═══ Information given

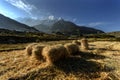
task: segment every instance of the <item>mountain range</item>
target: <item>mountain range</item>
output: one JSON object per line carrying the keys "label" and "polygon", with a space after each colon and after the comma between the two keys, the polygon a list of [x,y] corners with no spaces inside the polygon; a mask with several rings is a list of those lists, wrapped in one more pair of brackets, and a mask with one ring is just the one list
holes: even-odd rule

══════
═══ Information given

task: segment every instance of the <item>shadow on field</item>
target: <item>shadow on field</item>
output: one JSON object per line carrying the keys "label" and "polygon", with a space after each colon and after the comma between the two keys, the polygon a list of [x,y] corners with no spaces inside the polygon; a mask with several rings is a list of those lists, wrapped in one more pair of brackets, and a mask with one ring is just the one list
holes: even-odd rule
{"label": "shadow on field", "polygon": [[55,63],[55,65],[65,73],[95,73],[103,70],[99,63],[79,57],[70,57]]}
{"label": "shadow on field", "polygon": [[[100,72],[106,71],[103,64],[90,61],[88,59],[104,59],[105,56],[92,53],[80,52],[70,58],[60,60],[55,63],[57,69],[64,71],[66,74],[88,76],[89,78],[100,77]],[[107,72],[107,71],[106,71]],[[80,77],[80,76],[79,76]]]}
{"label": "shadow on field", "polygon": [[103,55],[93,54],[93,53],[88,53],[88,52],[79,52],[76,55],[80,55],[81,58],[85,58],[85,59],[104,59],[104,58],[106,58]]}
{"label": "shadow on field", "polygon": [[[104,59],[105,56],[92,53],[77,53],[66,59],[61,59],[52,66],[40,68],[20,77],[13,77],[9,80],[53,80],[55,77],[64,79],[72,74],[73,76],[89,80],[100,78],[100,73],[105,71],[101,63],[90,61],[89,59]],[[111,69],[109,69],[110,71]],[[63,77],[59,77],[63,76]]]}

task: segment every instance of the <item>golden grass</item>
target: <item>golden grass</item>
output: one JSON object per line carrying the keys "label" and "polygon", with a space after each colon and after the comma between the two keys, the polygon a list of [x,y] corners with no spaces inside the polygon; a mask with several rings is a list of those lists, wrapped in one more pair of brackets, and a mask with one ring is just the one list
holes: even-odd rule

══════
═══ Information given

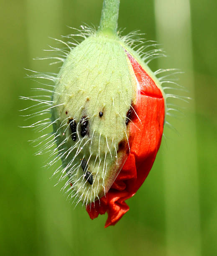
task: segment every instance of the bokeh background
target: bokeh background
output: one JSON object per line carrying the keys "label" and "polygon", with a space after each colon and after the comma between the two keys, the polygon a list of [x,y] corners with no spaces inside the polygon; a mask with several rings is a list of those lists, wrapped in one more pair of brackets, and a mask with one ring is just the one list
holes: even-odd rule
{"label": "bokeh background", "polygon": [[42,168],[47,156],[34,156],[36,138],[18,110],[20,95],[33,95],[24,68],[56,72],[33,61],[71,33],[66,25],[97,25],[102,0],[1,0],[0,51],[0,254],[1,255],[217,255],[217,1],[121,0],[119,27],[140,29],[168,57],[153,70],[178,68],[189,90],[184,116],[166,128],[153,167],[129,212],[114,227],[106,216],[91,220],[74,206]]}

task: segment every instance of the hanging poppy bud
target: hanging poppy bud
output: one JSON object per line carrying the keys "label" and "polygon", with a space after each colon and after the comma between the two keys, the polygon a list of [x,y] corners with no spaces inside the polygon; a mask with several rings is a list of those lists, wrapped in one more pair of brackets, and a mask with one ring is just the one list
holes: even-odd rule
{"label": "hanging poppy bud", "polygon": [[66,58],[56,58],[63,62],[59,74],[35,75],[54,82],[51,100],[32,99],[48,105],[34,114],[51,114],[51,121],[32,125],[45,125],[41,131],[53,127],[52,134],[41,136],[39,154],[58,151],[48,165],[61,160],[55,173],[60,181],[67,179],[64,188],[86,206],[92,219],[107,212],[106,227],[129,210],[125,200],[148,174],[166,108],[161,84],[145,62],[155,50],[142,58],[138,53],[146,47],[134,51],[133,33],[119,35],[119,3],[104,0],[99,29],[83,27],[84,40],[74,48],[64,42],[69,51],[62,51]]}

══════

## Task to carry out
In the listing, from the line with "task: segment every instance of the <item>mountain" to the line with "target: <item>mountain range</item>", swap "mountain range" for "glacier" and return only those lines, otherwise unchanged.

## Result below
task: segment every instance of the <item>glacier</item>
target: <item>glacier</item>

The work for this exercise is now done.